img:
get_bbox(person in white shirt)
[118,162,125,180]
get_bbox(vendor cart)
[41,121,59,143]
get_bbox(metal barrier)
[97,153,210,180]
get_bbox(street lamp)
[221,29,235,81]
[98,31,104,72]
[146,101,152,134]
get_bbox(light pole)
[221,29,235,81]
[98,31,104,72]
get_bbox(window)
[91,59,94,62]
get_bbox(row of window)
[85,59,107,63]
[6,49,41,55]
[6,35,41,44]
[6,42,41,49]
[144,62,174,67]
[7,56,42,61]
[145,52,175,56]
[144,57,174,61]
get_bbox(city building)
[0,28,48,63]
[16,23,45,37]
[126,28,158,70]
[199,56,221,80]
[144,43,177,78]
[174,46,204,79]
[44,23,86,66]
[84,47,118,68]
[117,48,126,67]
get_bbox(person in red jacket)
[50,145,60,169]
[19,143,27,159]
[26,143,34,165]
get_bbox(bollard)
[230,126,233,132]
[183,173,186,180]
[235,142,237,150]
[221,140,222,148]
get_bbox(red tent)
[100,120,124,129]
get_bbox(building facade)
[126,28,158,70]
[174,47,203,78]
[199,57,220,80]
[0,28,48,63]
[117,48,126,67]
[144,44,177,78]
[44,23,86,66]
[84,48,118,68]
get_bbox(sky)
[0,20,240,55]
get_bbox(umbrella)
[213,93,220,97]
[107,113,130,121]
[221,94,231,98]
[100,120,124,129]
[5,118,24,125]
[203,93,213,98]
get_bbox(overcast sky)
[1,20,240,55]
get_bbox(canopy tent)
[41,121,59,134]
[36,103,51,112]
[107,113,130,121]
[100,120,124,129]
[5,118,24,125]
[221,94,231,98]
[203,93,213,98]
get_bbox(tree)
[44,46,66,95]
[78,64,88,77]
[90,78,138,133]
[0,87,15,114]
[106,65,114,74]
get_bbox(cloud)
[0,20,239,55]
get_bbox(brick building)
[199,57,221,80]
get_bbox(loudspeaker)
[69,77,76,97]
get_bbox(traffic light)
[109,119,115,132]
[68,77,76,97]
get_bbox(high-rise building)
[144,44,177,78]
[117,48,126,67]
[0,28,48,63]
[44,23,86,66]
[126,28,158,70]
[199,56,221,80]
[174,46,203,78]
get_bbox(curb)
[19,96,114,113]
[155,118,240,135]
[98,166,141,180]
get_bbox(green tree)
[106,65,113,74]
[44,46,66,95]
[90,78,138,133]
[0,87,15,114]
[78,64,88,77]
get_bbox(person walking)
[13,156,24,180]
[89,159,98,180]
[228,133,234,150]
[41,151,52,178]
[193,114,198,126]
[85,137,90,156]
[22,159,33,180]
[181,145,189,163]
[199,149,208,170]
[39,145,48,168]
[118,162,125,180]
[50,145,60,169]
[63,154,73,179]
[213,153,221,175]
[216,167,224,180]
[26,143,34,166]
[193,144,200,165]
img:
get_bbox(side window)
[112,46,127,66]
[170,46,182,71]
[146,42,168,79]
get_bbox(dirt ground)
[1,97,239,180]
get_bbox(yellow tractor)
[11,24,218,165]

+-------+

## Requirement:
Only the lines from the line with "get_bbox(person walking)" to the final line of the entries are to be returned, each exactly as written, both ends included.

## Solution to this exercise:
get_bbox(person walking)
[13,156,24,180]
[89,159,98,180]
[228,133,234,150]
[41,151,52,178]
[193,114,198,126]
[85,137,90,156]
[22,159,33,180]
[181,145,189,163]
[199,149,208,170]
[39,145,48,168]
[118,162,125,180]
[50,145,60,169]
[63,154,73,179]
[213,153,221,175]
[216,167,224,180]
[26,143,34,166]
[193,144,200,165]
img:
get_bbox(side window)
[112,46,127,66]
[170,46,182,71]
[146,42,168,79]
get_bbox(dirt ground)
[1,97,239,180]
get_bbox(yellow tractor)
[11,24,218,165]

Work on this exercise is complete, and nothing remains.